■ Task description ■
In the data below, find each line that contains the word "positive" and copy it.

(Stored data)
Start of Block
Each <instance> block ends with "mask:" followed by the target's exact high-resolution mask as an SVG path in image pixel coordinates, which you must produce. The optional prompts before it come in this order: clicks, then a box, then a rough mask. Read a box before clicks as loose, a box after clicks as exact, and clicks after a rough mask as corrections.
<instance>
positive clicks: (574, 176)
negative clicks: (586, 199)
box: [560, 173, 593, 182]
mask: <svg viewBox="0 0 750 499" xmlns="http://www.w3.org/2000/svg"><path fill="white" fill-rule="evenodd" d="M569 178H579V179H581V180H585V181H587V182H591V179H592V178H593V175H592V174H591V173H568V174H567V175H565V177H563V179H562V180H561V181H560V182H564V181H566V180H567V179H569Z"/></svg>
End of Block
Start of Block
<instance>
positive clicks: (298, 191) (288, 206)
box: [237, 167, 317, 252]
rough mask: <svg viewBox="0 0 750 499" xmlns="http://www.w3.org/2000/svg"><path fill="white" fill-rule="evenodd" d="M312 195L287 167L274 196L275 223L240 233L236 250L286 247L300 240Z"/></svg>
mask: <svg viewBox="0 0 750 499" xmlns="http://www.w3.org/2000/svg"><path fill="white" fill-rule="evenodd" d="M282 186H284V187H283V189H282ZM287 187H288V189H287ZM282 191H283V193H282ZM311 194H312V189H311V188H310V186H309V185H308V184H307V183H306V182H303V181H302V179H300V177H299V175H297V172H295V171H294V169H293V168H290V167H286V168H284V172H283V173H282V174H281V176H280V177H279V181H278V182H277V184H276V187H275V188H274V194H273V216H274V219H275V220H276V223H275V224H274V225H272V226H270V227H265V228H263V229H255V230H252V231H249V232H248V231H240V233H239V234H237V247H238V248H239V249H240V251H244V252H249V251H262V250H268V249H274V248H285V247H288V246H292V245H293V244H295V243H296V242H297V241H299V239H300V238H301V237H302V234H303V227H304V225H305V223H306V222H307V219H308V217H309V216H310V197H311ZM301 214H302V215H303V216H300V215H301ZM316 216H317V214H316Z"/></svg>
End of Block
■ Exercise answer ■
positive clicks: (574, 176)
positive clicks: (298, 191) (288, 206)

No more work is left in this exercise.